■ Quoted text:

——

Humans logo

Rules to Follow in a Polyamorous Relationship

Speaking as someone who's been poly in the past, there definitely are some must-know rules to follow in a polyamorous relationship... if you want to stay together.

By Ossiana TepfenhartPublished 6 years ago 7 min read
Like

I've been in quite a few relationships that were outside the box. I've been in a lesbian relationship. I've been in relationships with transpeople. I've been in "don't ask, don't tell" open relationships. I've also been in a number of polyamorous relationships, too.

From what I've seen, each relationship has certain spoken and unspoken rules. Monogamous relationships tend to be the easiest ones to work with, simply because there are fewer "what if" factors when there are only two people. Open relationships are harder, simply because you have to put more trust in your partner not to run off with others.

Then, there's polyamorous relationships. These tend to be the kind of relationships where I have to respect all party members involved. They are not easy to maintain and require all parties to follow a lot of strict rules in order for them to succeed.

——

■ What you are asked to do:
In the article on polyamorous relationship rules, why are monogamous relationships the easiest to work with?

■ Available data:

——

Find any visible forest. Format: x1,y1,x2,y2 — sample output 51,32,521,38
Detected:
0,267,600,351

——

■ Answer to the exercise:
There are fewer "what if" factors when only two people are involved.